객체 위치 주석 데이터
◆ ◆ ◆ ◆ ◆ ◆ ◆

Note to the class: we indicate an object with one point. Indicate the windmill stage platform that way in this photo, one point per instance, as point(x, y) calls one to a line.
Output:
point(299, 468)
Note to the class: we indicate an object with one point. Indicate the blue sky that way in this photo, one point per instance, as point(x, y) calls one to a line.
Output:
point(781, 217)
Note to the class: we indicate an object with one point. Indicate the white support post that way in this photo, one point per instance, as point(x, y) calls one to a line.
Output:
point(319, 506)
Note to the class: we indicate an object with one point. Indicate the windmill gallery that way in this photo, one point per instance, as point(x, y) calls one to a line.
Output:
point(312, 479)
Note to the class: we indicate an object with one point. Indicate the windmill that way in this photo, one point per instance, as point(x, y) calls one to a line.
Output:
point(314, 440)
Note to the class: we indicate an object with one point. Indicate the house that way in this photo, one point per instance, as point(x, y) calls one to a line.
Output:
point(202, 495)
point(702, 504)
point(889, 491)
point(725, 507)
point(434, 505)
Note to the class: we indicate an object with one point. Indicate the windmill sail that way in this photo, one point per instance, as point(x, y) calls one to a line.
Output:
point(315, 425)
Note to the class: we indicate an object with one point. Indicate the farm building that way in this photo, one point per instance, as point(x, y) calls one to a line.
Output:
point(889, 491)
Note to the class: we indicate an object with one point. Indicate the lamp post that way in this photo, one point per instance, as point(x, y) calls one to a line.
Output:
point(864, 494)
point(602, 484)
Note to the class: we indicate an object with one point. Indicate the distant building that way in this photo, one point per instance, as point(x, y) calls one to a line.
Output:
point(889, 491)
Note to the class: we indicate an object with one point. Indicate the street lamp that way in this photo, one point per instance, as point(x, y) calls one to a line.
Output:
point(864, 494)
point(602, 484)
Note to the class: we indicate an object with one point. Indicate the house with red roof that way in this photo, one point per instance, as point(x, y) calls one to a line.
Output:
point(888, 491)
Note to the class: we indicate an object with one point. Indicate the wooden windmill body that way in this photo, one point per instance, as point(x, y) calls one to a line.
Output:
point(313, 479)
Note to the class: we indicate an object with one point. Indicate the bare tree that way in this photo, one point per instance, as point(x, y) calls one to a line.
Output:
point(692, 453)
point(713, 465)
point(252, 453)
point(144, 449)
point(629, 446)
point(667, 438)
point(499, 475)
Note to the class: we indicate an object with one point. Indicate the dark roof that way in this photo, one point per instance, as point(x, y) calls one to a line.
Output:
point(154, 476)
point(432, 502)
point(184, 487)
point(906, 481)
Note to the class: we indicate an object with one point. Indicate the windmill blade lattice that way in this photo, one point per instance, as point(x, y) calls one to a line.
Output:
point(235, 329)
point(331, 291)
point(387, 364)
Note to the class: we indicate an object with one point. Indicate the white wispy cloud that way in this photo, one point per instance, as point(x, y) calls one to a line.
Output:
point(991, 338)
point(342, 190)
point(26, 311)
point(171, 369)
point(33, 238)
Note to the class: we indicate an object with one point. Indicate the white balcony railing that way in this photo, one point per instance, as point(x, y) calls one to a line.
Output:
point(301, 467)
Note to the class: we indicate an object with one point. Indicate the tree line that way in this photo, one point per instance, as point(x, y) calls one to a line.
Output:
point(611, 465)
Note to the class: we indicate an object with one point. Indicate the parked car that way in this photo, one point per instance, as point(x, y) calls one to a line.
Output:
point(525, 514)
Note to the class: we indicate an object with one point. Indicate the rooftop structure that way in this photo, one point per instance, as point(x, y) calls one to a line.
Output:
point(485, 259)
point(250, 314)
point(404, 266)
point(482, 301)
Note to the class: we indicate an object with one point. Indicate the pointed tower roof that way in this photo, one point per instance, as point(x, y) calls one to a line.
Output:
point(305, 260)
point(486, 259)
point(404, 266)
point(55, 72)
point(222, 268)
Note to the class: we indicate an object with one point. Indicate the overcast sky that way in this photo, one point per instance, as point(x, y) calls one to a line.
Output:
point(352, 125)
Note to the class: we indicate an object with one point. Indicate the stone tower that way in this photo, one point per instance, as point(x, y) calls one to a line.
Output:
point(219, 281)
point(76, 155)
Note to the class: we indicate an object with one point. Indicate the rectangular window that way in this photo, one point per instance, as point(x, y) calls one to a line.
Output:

◆ ◆ ◆ ◆ ◆ ◆ ◆

기록 전체에서 "Note to the class"를 "Note to the students"(으)로 바꿔 다시 쓰세요. 나머지는 모두 그대로 둡니다.

결과:
Note to the students: we indicate an object with one point. Indicate the windmill stage platform that way in this photo, one point per instance, as point(x, y) calls one to a line.
Output:
point(299, 468)
Note to the students: we indicate an object with one point. Indicate the blue sky that way in this photo, one point per instance, as point(x, y) calls one to a line.
Output:
point(781, 217)
Note to the students: we indicate an object with one point. Indicate the white support post that way in this photo, one point per instance, as point(x, y) calls one to a line.
Output:
point(319, 506)
Note to the students: we indicate an object with one point. Indicate the windmill gallery that way in this photo, one point per instance, as point(x, y) calls one to a line.
Output:
point(312, 479)
Note to the students: we indicate an object with one point. Indicate the windmill that way in this photo, one point per instance, as point(x, y) calls one to a line.
Output:
point(314, 440)
Note to the students: we indicate an object with one point. Indicate the house that way in this photo, one point per instance, as point(x, y) calls one to a line.
Output:
point(202, 495)
point(702, 504)
point(889, 491)
point(725, 507)
point(434, 505)
Note to the students: we indicate an object with one point. Indicate the windmill sail that way in this photo, one point per instance, as point(x, y) calls one to a line.
Output:
point(315, 425)
Note to the students: we indicate an object with one point. Indicate the farm building that way in this photo, one point per instance, as point(x, y) calls one to a line.
Output:
point(889, 491)
Note to the students: we indicate an object with one point. Indicate the lamp post that way in this photo, one point per instance, as point(x, y) calls one to a line.
Output:
point(864, 494)
point(602, 484)
Note to the students: we indicate an object with one point. Indicate the distant building that way in this photo, one point per instance, as point(x, y) calls one to a line.
Output:
point(889, 491)
Note to the students: we indicate an object with one point. Indicate the street lamp that way in this photo, one point per instance, as point(x, y) calls one to a line.
Output:
point(864, 494)
point(602, 484)
Note to the students: we indicate an object with one point. Indicate the house with red roof that way in this photo, one point per instance, as point(x, y) calls one to a line.
Output:
point(888, 491)
Note to the students: we indicate an object with one point. Indicate the wooden windmill body that way in this photo, one point per instance, as point(x, y) calls one to a line.
Output:
point(313, 479)
Note to the students: we indicate an object with one point. Indicate the bare tree that way in this photo, one point per instance, as point(x, y) calls one to a line.
Output:
point(692, 453)
point(713, 465)
point(252, 453)
point(144, 449)
point(629, 446)
point(667, 438)
point(499, 475)
Note to the students: we indicate an object with one point. Indicate the dark roof that way in this photo, one point per instance, as point(x, y) calls one to a line.
Output:
point(154, 476)
point(432, 502)
point(184, 487)
point(906, 481)
Note to the students: we indicate an object with one point. Indicate the windmill blade lattice that way in this photo, one point per instance, as point(x, y) calls one to a line.
Output:
point(235, 329)
point(331, 291)
point(387, 364)
Note to the students: we indicate an object with one point. Indicate the white wispy cloud that way in this photo, one point per instance, as point(x, y) calls one to a line.
Output:
point(991, 338)
point(342, 190)
point(26, 311)
point(171, 369)
point(33, 238)
Note to the students: we indicate an object with one point. Indicate the white balcony railing that way in this photo, one point per instance, as point(x, y) calls one to a line.
Output:
point(301, 467)
Note to the students: we indicate an object with one point. Indicate the tree line that way in this photo, one point per instance, as point(x, y) calls one to a line.
Output:
point(611, 465)
Note to the students: we indicate an object with one point. Indicate the parked car that way in this photo, one point per instance, as point(x, y) calls one to a line.
Output:
point(525, 514)
Note to the students: we indicate an object with one point. Indicate the rooftop structure that way in this photo, one point per instance, as point(x, y) calls one to a line.
Output:
point(485, 259)
point(250, 314)
point(404, 266)
point(482, 301)
Note to the students: we indicate an object with one point. Indicate the pointed tower roof that way in this photo, one point per instance, as point(x, y) calls one to a line.
Output:
point(305, 260)
point(486, 259)
point(404, 266)
point(55, 72)
point(222, 268)
Note to the students: we indicate an object with one point. Indicate the overcast sky that way in this photo, one point per instance, as point(x, y) calls one to a line.
Output:
point(352, 125)
Note to the students: we indicate an object with one point. Indicate the stone tower that way in this photo, one point per instance, as point(x, y) calls one to a line.
Output:
point(219, 281)
point(76, 155)
Note to the students: we indicate an object with one point. Indicate the rectangular window that way in this photo, one point per instance, as point(x, y) calls one to a line.
Output:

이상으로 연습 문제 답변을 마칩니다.